▸ **Task goal**:
Reproduce the listing below line for line, leaving every character unchanged.

▸ **Input rows**:
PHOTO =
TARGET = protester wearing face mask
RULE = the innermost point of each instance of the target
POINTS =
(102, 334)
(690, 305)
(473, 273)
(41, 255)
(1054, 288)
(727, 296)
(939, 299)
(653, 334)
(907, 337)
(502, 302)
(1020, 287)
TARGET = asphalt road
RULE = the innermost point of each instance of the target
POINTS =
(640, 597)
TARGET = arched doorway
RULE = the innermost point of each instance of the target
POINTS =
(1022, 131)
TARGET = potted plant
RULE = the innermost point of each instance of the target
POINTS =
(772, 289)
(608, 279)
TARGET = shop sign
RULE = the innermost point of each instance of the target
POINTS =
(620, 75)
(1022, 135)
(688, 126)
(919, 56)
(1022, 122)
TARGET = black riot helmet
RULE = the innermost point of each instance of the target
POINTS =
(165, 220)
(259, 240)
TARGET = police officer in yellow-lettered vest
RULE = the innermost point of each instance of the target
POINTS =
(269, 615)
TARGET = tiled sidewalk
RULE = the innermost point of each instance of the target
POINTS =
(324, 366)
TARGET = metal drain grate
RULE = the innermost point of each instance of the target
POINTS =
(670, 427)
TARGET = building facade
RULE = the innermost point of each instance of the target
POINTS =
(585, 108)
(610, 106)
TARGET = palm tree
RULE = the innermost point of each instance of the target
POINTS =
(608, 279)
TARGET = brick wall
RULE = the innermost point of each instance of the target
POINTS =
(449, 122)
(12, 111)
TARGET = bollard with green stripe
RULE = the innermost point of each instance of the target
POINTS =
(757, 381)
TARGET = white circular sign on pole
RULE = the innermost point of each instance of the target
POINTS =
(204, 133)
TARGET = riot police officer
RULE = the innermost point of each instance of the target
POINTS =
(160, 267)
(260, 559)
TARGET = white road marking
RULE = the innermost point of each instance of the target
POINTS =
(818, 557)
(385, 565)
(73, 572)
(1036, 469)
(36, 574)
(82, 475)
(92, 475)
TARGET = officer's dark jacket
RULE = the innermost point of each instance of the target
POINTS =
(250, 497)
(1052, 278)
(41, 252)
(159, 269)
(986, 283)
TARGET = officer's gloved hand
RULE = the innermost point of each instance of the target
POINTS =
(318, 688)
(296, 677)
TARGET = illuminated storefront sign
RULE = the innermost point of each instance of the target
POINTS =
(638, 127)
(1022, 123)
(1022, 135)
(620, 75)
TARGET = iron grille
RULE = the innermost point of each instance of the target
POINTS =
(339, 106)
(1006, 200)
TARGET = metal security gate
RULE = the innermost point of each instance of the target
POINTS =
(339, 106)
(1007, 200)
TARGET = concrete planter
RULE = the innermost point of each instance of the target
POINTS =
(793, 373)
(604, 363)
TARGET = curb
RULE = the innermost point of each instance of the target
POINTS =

▸ **Exercise result**:
PHOTO =
TARGET = protester wearing face mask
RULE = the innermost point of each instance of the target
POINTS =
(102, 334)
(690, 305)
(473, 273)
(41, 255)
(1054, 288)
(727, 296)
(939, 299)
(653, 334)
(907, 337)
(502, 302)
(1020, 287)
TARGET = asphalt road
RULE = the innermost point of each instance of the target
POINTS =
(640, 597)
TARGET = arched doorway
RULE = the innermost point of each instance of the target
POINTS =
(1022, 131)
TARGET = potted plant
RULE = the innermost point of each instance of the target
POINTS =
(772, 289)
(608, 279)
TARGET = shop sign
RULE = the innermost point of each instance of the target
POINTS =
(620, 75)
(1022, 135)
(688, 126)
(919, 56)
(1022, 122)
TARGET = black riot helmet
RULE = the innermost point of each instance of the target
POINTS =
(165, 220)
(259, 240)
TARGET = police officer in yellow-lettered vest
RULE = the innermost point of each instance of the target
POINTS =
(269, 615)
TARGET = tiled sidewalk
RULE = the innermost point of each instance of the target
POINTS =
(324, 366)
TARGET = metal drain grate
RULE = the innermost point of each instance of the target
POINTS =
(670, 427)
TARGET = building facade
RULE = the innermost point of each instance of the target
POINTS =
(585, 108)
(610, 106)
TARGET = palm tree
RULE = the innermost point of each instance of the target
POINTS =
(608, 279)
TARGET = brick wall
RULE = the innermost point of each instance of the target
POINTS =
(449, 122)
(12, 111)
TARGET = bollard with green stripe
RULE = the innermost point of each instance of the target
POINTS =
(757, 381)
TARGET = white circular sign on pole
RULE = the innermost point of each instance of the target
POINTS =
(204, 133)
TARGET = riot police officer
RULE = the innermost point of each instance of the target
POINTS =
(160, 267)
(260, 559)
TARGET = white road marking
RULE = the innermost point of each instance of the target
POINTS =
(818, 557)
(385, 565)
(73, 572)
(1036, 469)
(36, 574)
(82, 475)
(92, 475)
TARGET = officer's dark jacket
RULE = the innermost point of each instance of the target
POINTS =
(250, 497)
(1052, 278)
(41, 252)
(159, 269)
(986, 283)
TARGET = officer's gloved hand
RULE = the innermost point of each instance of the target
POINTS =
(318, 688)
(296, 677)
TARGET = illuminated storefront sign
RULE = the innermost point of each instance of the target
POINTS =
(638, 127)
(1022, 123)
(1022, 135)
(620, 75)
TARGET = iron grille
RULE = the innermost point of each instance of the target
POINTS =
(339, 106)
(1006, 200)
TARGET = metal security gate
RULE = the innermost point of each instance of the target
POINTS =
(339, 106)
(1007, 200)
TARGET = concrete planter
RULE = the innermost point of each instance of the target
POINTS =
(793, 373)
(604, 363)
TARGET = curb
RULE = the innermost point of each instance of the target
POINTS =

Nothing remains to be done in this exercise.